>> start

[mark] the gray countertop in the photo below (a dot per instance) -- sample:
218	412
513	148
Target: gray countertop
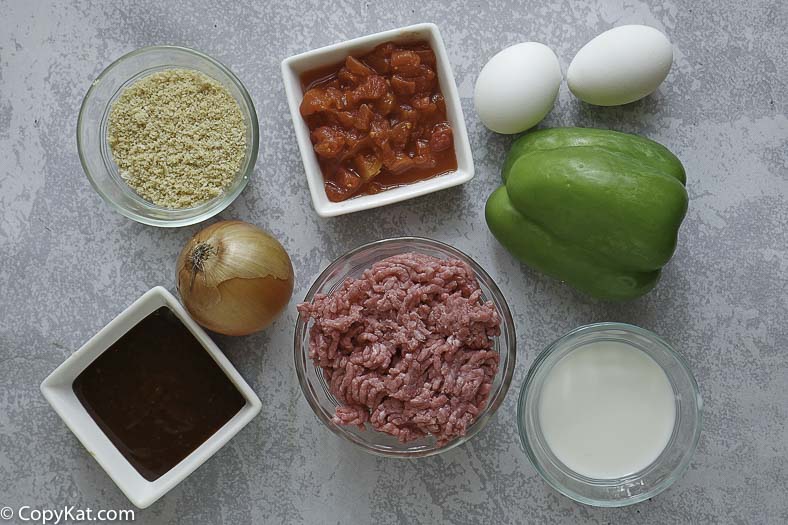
68	263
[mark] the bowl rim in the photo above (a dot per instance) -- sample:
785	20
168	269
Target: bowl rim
465	167
57	390
245	172
677	472
493	404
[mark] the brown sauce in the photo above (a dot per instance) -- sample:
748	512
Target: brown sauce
157	394
378	121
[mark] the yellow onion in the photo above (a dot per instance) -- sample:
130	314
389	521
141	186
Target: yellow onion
234	278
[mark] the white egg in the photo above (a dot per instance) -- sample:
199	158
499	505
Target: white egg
620	66
517	87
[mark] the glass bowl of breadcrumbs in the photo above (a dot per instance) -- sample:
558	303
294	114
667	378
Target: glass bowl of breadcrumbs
168	136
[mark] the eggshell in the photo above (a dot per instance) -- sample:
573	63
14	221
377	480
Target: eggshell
620	66
517	87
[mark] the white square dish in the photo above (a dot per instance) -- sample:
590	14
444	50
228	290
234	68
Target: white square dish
58	390
292	69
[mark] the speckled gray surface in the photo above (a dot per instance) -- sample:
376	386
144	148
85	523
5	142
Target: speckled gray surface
68	263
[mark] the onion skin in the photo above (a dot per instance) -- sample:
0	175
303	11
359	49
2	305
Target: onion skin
234	278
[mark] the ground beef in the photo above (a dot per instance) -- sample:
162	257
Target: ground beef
407	347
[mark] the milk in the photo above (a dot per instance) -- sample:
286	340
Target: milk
607	410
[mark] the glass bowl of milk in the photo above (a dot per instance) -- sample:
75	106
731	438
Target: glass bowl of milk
610	414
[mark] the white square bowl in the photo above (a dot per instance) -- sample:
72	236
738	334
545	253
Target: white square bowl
292	69
58	391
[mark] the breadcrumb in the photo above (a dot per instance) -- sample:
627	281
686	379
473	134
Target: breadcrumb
178	137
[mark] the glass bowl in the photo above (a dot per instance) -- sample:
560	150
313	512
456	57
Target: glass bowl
316	390
95	153
648	482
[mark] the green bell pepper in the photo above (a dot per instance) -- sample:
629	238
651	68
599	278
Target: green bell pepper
598	209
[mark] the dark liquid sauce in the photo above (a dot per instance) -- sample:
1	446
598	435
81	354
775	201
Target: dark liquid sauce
157	394
446	160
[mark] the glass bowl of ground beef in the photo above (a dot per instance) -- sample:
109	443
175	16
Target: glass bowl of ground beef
167	136
404	347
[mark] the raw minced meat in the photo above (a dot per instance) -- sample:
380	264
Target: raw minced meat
408	347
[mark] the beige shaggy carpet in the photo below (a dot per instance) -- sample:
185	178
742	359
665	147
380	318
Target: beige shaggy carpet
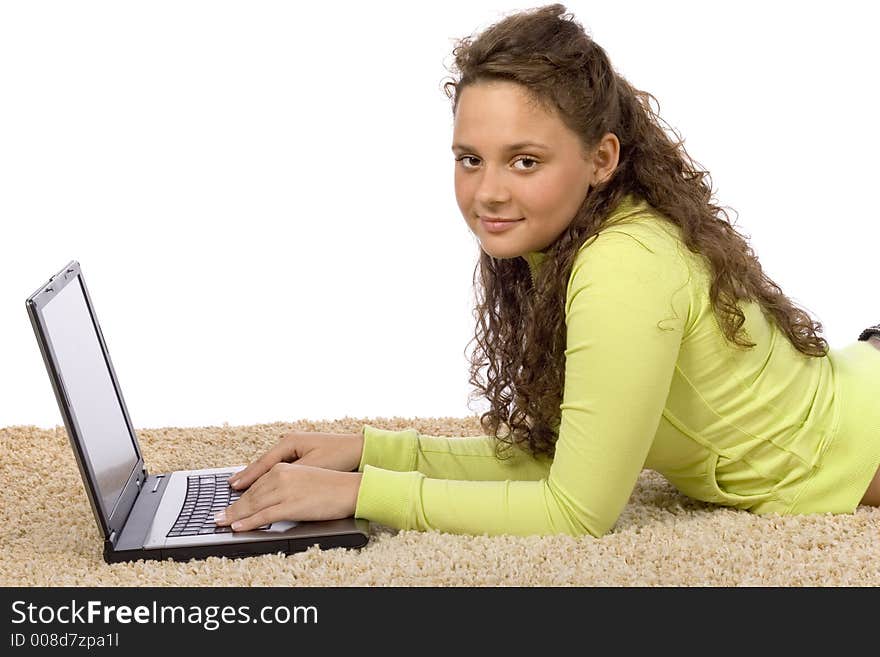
49	536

>> end

▸ Prompt
Reproduce the material word for word, minus the images.

▸ Reply to the exercise
[mark] the gray countertop in the photo below (a dot per instance) -- sample:
218	412
513	148
Target: gray countertop
68	263
[mark] the bowl rim in the photo above (a dot per instance) -- sample:
785	20
168	269
Target: bowl rim
465	167
57	390
245	172
677	472
493	404
[mark] the brown sauce in the photo above (a dot per instance) -- sample:
748	512
Target: brown sauce
157	394
378	121
[mark] the yellow onion in the photo above (a dot per instance) -- sample:
130	314
389	521
141	186
Target: yellow onion
234	278
[mark] the white egg in the photo above (a dot per instance) -- sample:
199	158
499	505
Target: white egg
620	66
517	87
[mark] the glass bowl of breadcrumbs in the photo above (a dot per instance) -- sample:
558	303
294	114
667	378
Target: glass bowl of breadcrumbs
168	136
[mark] the eggshell in the photo above (a dot per instance) -- sample:
573	63
14	221
377	480
Target: eggshell
620	66
517	87
[mark] the white square dish in the photo above (a dot per instance) -- sample:
590	14
444	50
228	290
234	68
Target: white square dish
58	390
292	69
[mark] the speckled gray surface in the photo above (a dot per instance) -- sample:
376	386
144	148
85	523
5	142
Target: speckled gray surface
68	263
[mark] the onion skin in the photo above (a dot per instance) -- sample:
0	175
303	11
359	49
2	305
Target: onion skin
234	278
[mark] the ground beef in the photo above (a dot per instance) -- sample:
162	257
Target: ground beef
407	347
[mark] the milk in the photo above (a dot per instance) -- sample:
286	340
Target: milk
607	410
[mark] the glass bowl of milk in the photo above (a dot per instance) -- sample:
75	106
731	438
Target: glass bowl of milk
610	414
[mark] the white square bowl in the photo above (a dot per instance) -- sample:
72	236
738	334
545	253
Target: white square bowl
292	69
58	391
[mark] the breadcrumb in the photo above (a dot per instance) -- sample:
627	281
686	379
473	134
Target: breadcrumb
178	137
[mark] the glass bowl in the photo above (a dot per instance) -- sample:
560	150
313	512
456	57
Target: glass bowl
316	390
95	153
648	482
[mark] the green bell pepper in the photo above (a dot per instance) -- sample:
629	238
651	68
599	278
Target: green bell pepper
598	209
[mark] the dark liquid sauce in the photo above (a dot per instance) -- sample:
1	446
598	435
81	354
775	201
Target: dark liquid sauce
157	394
446	160
[mark] the glass bowl of ground beef in the photo above (a dot per instance) -- sample:
109	443
175	16
Target: glass bowl of ground beef
167	136
404	347
[mark] the raw minced meat in the photo above (a dot per instance) -- sample:
380	264
Target: raw minced meat
408	347
[mark] the beige shaggy carpet in the photo below (a dot per instance) -- sample:
185	178
742	359
665	147
380	318
Target: beige shaggy carpet
49	536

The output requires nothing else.